[DATA TO USE]:
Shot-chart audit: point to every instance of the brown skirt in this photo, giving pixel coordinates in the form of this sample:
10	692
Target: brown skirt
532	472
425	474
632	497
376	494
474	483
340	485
==
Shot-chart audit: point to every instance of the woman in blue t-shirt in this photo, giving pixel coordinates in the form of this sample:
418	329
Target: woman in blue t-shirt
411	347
==
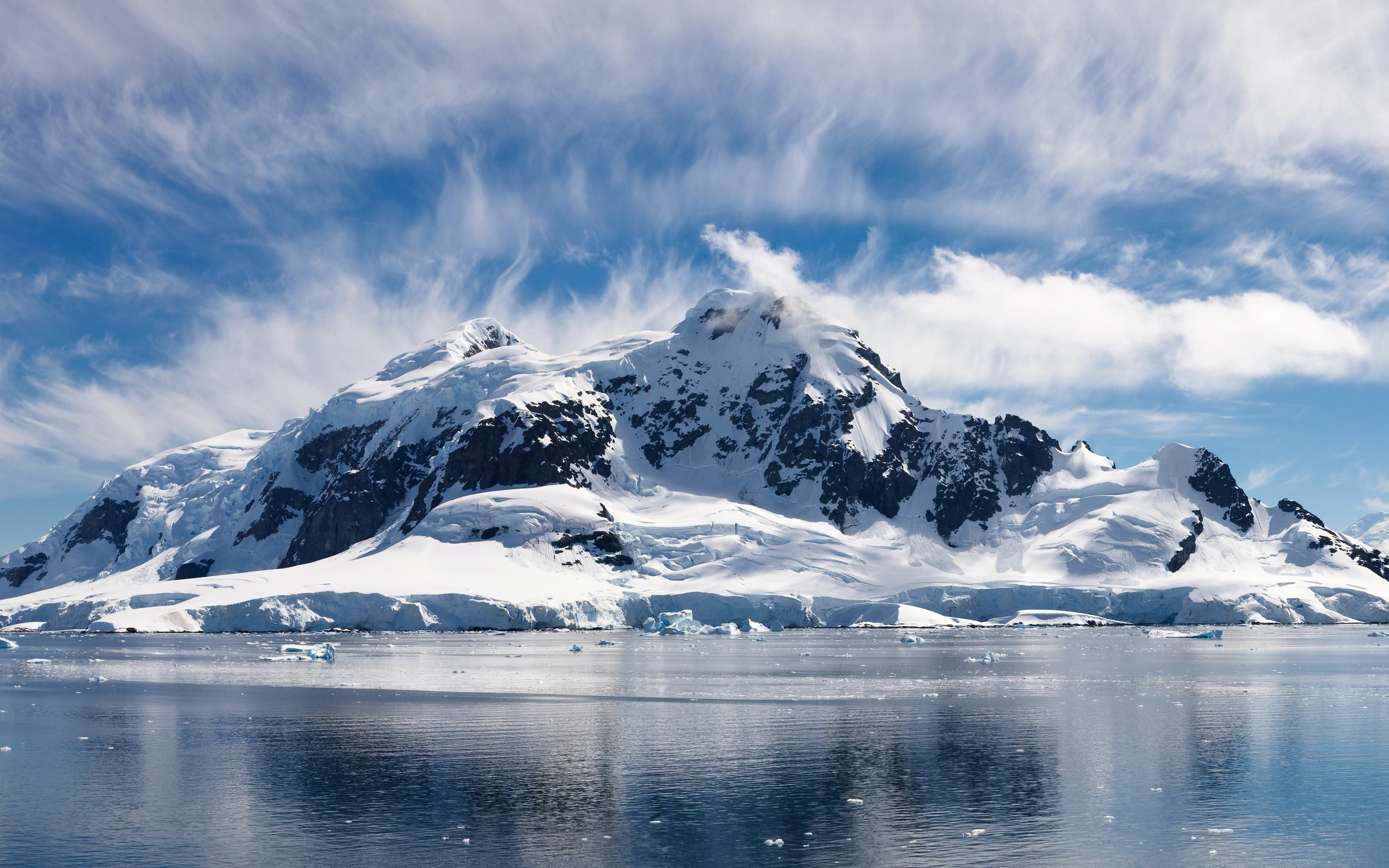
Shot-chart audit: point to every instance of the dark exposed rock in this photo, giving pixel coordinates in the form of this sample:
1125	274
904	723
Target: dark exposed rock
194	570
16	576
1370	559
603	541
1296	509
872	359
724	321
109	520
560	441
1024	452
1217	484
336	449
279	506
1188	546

[WORK TO BE COMPLETED]:
Show each line above that contains the word "every".

[EXPECTED ANSWER]:
Shot-chart audit: point to every instance of the brown skirt in this photo, giving pixel coordinates in the form of this sample:
Shot-chart audit: point to every instance of the woman in blue t-shirt in this photo, giving pixel coordinates in the form of this sample:
Shot-chart audit: point to every instance of the dark exposed rock in this photo, giving pixel coordinates in the form of this sample:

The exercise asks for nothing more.